## Task description
Reproduce each record below exactly as written.

## Input rows
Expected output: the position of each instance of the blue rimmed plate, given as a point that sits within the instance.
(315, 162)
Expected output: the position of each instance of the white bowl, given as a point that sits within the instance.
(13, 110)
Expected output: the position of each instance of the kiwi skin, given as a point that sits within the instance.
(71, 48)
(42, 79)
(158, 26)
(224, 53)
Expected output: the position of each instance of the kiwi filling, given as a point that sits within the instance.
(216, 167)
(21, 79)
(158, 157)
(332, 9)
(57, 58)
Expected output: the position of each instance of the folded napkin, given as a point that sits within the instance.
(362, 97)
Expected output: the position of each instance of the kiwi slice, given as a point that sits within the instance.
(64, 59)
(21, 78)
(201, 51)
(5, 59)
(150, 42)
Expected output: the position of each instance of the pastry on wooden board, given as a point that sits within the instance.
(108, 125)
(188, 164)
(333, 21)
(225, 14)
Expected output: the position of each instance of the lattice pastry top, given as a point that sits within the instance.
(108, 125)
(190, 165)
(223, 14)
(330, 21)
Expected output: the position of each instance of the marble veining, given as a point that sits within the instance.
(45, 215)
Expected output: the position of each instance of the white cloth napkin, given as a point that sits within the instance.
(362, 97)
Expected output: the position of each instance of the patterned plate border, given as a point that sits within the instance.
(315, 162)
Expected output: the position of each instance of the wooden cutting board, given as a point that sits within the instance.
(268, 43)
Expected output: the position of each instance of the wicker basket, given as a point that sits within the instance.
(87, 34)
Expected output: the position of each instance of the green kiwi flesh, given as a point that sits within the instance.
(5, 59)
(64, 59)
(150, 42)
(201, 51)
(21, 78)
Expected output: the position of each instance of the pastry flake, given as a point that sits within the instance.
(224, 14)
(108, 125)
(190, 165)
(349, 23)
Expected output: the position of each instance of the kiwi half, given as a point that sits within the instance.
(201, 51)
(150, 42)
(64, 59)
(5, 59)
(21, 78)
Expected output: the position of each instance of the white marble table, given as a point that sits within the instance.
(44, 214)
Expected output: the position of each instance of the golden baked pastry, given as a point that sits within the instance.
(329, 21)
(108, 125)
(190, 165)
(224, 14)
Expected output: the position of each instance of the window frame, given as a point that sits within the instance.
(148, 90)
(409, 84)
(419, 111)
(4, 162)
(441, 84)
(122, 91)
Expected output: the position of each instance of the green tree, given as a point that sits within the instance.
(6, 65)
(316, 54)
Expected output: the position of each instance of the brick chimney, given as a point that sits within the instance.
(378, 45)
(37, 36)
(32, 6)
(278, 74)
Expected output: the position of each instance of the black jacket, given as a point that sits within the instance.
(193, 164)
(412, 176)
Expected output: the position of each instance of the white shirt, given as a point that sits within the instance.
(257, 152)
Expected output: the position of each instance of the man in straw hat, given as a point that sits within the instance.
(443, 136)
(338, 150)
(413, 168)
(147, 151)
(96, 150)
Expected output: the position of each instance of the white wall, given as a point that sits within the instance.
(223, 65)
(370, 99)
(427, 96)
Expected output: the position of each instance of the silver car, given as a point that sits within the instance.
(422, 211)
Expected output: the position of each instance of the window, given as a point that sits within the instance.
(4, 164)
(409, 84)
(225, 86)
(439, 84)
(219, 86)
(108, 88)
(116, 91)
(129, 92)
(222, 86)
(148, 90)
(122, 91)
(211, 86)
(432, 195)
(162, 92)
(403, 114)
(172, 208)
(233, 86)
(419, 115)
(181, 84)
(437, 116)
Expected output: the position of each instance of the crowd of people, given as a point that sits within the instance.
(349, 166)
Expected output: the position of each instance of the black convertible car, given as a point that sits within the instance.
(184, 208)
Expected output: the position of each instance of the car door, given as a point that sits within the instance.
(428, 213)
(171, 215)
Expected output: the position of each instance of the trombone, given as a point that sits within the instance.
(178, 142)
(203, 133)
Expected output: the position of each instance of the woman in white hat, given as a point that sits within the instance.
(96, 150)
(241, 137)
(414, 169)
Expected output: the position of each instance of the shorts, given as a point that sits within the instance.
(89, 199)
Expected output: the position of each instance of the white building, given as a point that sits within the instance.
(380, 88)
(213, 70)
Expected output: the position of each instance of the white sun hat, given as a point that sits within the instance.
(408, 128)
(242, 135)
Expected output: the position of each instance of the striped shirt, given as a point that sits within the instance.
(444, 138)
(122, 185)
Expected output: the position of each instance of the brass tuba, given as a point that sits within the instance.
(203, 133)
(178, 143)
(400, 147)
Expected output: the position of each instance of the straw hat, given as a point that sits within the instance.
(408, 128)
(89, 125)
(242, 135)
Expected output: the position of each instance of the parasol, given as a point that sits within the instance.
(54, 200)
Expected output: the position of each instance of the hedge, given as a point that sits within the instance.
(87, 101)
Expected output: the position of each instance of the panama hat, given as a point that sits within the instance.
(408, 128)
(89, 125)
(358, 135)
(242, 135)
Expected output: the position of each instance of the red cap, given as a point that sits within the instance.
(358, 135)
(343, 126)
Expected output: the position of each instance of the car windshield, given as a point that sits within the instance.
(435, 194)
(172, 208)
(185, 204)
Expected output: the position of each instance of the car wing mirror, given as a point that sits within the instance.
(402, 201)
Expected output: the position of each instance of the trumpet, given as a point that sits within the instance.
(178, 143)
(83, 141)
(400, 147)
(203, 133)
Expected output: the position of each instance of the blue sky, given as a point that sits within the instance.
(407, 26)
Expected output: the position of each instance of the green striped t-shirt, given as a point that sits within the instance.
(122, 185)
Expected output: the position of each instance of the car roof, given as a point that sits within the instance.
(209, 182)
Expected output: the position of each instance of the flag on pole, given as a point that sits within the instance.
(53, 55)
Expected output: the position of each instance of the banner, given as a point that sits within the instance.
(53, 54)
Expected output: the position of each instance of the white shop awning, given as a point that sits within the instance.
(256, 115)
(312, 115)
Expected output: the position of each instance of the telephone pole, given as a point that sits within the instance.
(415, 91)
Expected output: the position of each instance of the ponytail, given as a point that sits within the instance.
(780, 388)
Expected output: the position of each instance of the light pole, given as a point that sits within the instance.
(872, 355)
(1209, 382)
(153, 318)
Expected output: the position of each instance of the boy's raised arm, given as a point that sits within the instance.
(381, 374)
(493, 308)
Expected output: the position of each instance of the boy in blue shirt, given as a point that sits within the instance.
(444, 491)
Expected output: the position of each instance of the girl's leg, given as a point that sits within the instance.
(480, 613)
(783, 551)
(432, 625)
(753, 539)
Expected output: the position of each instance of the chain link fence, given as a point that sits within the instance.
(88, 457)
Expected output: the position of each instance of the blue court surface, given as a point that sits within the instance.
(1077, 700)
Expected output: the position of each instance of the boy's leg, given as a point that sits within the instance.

## Written solution
Expected output: the position of each instance of the blue rimmed plate, given as a point that sits within the instance.
(315, 162)
Expected output: the position of each instance of the white bowl, given as a point that sits within the instance.
(13, 110)
Expected output: the position of each instance of the kiwi skin, given as a point that sits within the instance.
(71, 48)
(42, 79)
(158, 26)
(224, 53)
Expected output: the position of each instance of the kiwi filling, given as a point that sits within the instance.
(216, 167)
(21, 79)
(158, 157)
(332, 9)
(57, 58)
Expected output: the position of each instance of the folded napkin, given as a point that sits within the instance.
(362, 97)
Expected output: the position of each instance of the kiwi slice, given as a point that sits within the instance.
(64, 59)
(21, 78)
(201, 51)
(5, 59)
(150, 42)
Expected output: the position of each instance of the pastry on wooden board, given as a point that sits within the instance.
(108, 125)
(188, 164)
(333, 21)
(225, 14)
Expected output: the position of each instance of the lattice pastry top, given as a point that sits within the instance.
(108, 125)
(190, 165)
(223, 14)
(330, 21)
Expected output: the position of each instance of the marble veining, given as a point that sits within the instance.
(45, 215)
Expected output: the position of each instance of the white cloth napkin, given as a point that sits within the instance.
(362, 97)
Expected output: the position of each instance of the patterned plate border, given as a point that sits within the instance.
(315, 162)
Expected output: the position of each instance of the wooden cutting board, given as a point that sits within the instance.
(268, 43)
Expected output: the position of each instance of the wicker basket, given as a point that sits within the instance.
(87, 34)
Expected output: the position of each instance of the green kiwi flesh, given as a point that sits within the instance.
(5, 59)
(64, 59)
(150, 42)
(201, 51)
(21, 78)
Expected output: the position of each instance of the pastry flake, given as a point that sits within the instance.
(224, 14)
(108, 125)
(190, 165)
(349, 23)
Expected output: the position of each instance of the kiwi half, given as a point that sits within the instance.
(201, 51)
(150, 42)
(64, 59)
(5, 59)
(21, 78)
Expected output: the position of each instance of the white marble table, given as a point that sits within the instance.
(44, 214)
Expected output: the position of each instance of the golden baked pastry, given as a point that sits within the instance.
(329, 21)
(108, 125)
(190, 165)
(224, 14)
Expected output: the position of each instance of the window frame, given as a point that sits within the instance.
(148, 90)
(409, 84)
(419, 111)
(4, 162)
(441, 84)
(122, 91)
Expected output: the position of each instance of the green tree, given as a point that sits within the instance.
(6, 65)
(316, 54)
Expected output: the position of each instance of the brick chimney, given as a point that sits within the instance.
(378, 45)
(37, 36)
(32, 6)
(278, 74)
Expected output: the position of each instance of the black jacket, given as a point that sits within the instance.
(193, 164)
(412, 176)
Expected output: the position of each instance of the white shirt, given as a point that sits within the instance.
(257, 152)
Expected output: the position of each instance of the man in straw hat, given as a point that sits within the instance.
(443, 136)
(338, 150)
(413, 168)
(147, 151)
(96, 150)
Expected output: the position of each instance of the white wall, given as a point that sits within the instance.
(223, 65)
(370, 99)
(427, 96)
Expected output: the position of each instance of the silver car, given as a point that sits within the instance.
(422, 211)
Expected output: the position of each instance of the window, given as a point that sits within the instance.
(4, 164)
(409, 84)
(225, 86)
(439, 84)
(219, 86)
(108, 88)
(116, 91)
(129, 92)
(222, 86)
(148, 90)
(122, 91)
(211, 86)
(432, 195)
(162, 92)
(403, 114)
(172, 208)
(233, 86)
(419, 115)
(181, 84)
(437, 116)
Expected output: the position of each instance of the crowd of people, given as a point that sits within the instance.
(349, 166)
Expected output: the position of each instance of the black convertible car, given as a point that sits within the instance.
(184, 208)
Expected output: the position of each instance of the car door, given as a point that sits within the instance.
(428, 213)
(171, 215)
Expected output: the position of each instance of the trombone, given as a point that sits within the instance.
(178, 142)
(203, 133)
Expected output: the position of each instance of the woman in white hat, given as a point that sits within the instance.
(96, 150)
(241, 137)
(414, 169)
Expected output: the position of each instance of the shorts, given as a point that sits within the instance.
(89, 199)
Expected output: the position of each instance of the white building, given as a point that sits within the instance.
(380, 88)
(213, 70)
Expected output: the position of each instance of the white sun hat, given as a point that sits within the instance.
(408, 128)
(242, 135)
Expected output: the position of each instance of the striped shirt, given as a point that sits within the instance.
(444, 138)
(122, 185)
Expected output: the position of each instance of the brass tuba, given as a point that sits within the instance.
(203, 133)
(178, 143)
(400, 147)
Expected output: the position of each instance of the straw hat, given as a point that sits within the instance.
(408, 128)
(89, 125)
(242, 135)
Expected output: the position of each instance of the parasol, given as a point that sits within the instance.
(54, 200)
Expected output: the position of each instance of the hedge, given as a point that sits within the instance.
(87, 101)
Expected output: the position of each instance of the panama hat, given as a point that sits within the instance.
(408, 128)
(89, 125)
(358, 135)
(242, 135)
Expected output: the position of each instance of the red cap, given as a point that sits within the instance.
(358, 135)
(343, 126)
Expected output: the position of each instance of the car windshield, given as a point that sits within the instance.
(435, 194)
(172, 208)
(185, 204)
Expected output: the position of each instance of the car wing mirror, given as a point that sits within the instance.
(402, 201)
Expected output: the position of each instance of the trumpet, given as a point that sits within the instance.
(178, 143)
(83, 141)
(400, 147)
(203, 133)
Expected output: the position of each instance of the blue sky, given as a point that sits within the instance.
(407, 26)
Expected output: the position of each instance of the green striped t-shirt, given as a point that sits within the instance.
(122, 185)
Expected output: the position of each instance of the car roof, given as a point that sits within the instance.
(209, 182)
Expected output: the position of each instance of the flag on pole, given as a point that sits within the instance.
(53, 55)
Expected output: the position of each instance of the banner, given as a point that sits within the instance.
(53, 54)
Expected output: the position of each instance of the white shop awning, given as a point that sits within the instance.
(256, 115)
(312, 115)
Expected output: the position of each instance of the telephone pole, given as a point that sits within the instance.
(415, 91)
Expected output: the position of each instance of the ponytail, given as a point that sits within the instance.
(780, 388)
Expected output: the position of each instance of the light pole, given as a point that sits within the instance.
(872, 355)
(1209, 382)
(153, 318)
Expected output: the position of each instance of the boy's raised arm, given as a point that sits within the instance.
(381, 374)
(493, 308)
Expected output: the position of each instance of the boy in blue shirt, given as a point that sits within the instance.
(444, 491)
Expected output: the position of each instance of the girl's leg, given as a point that sits within the instance.
(480, 613)
(783, 551)
(432, 625)
(753, 539)
Expected output: the position of each instance of the chain link fence, given as a point that sits within the instance.
(88, 457)
Expected output: the position of each instance of the blue court surface, given as a point that sits within the instance.
(1077, 700)
Expected output: the position of each instance of the boy's leg, given as a point that sits within the instance.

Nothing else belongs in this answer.